Aim
Transfer the lines of the listing below, from the line containing "line as [104,60]." through the end of the listing, both included and with the requests kept. Add -147 to every coordinate in the answers, but leave the numbers in the requests and their format samples unchanged.

--- begin Data listing ---

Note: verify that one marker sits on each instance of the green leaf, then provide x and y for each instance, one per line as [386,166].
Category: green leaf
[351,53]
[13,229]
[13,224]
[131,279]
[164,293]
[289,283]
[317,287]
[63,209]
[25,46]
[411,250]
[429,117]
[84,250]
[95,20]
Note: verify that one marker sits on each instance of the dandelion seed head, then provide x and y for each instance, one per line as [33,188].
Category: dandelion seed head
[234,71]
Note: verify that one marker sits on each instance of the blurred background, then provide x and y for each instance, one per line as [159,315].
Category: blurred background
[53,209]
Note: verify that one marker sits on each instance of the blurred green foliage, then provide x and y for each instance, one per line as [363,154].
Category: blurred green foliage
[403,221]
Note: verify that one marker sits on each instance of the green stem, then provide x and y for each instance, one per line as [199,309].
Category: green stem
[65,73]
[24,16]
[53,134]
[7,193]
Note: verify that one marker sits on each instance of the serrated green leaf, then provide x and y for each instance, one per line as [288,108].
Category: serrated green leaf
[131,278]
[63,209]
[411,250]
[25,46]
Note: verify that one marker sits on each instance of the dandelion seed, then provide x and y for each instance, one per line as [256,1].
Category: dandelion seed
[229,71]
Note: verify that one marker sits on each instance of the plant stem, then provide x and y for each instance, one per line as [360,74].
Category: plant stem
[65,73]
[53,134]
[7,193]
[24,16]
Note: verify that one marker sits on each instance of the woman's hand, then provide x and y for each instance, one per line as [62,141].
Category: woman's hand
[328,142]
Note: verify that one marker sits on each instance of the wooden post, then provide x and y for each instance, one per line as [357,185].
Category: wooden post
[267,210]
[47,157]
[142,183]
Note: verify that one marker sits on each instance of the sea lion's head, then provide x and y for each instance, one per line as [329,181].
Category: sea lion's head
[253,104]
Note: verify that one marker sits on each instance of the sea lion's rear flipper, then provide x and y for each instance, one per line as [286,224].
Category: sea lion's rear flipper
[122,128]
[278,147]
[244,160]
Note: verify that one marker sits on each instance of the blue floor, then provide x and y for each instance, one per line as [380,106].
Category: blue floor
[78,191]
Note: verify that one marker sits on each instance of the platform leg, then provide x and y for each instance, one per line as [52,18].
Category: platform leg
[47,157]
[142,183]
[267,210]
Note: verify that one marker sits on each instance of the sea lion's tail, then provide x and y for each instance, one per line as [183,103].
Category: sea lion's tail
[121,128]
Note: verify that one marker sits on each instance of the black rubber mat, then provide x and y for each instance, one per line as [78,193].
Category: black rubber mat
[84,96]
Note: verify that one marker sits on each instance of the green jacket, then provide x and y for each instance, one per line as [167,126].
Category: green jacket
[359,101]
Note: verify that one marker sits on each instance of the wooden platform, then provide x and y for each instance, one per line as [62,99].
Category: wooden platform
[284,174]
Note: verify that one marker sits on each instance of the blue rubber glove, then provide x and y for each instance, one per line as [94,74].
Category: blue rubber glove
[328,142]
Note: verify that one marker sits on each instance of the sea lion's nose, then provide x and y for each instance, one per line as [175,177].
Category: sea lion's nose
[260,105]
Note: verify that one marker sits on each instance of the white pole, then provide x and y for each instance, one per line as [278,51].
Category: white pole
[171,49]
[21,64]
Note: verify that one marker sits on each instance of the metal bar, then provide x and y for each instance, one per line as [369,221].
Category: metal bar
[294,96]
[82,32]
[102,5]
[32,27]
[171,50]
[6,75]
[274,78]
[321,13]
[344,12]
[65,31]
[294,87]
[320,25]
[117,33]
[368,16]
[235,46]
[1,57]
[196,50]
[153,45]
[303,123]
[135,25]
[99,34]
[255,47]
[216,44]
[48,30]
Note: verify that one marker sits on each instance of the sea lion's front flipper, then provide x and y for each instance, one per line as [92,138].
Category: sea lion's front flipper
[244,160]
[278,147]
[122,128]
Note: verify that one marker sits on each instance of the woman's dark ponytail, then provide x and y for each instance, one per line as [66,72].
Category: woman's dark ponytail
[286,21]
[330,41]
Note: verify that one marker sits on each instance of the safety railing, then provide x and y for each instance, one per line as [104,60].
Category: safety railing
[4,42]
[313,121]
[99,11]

--- end Data listing ---

Full answer
Note: verify that one marker sits on each instance of the safety railing, then provide x and y for each instance, one per line as [104,60].
Category: safety railing
[-143,-105]
[166,-26]
[-48,-136]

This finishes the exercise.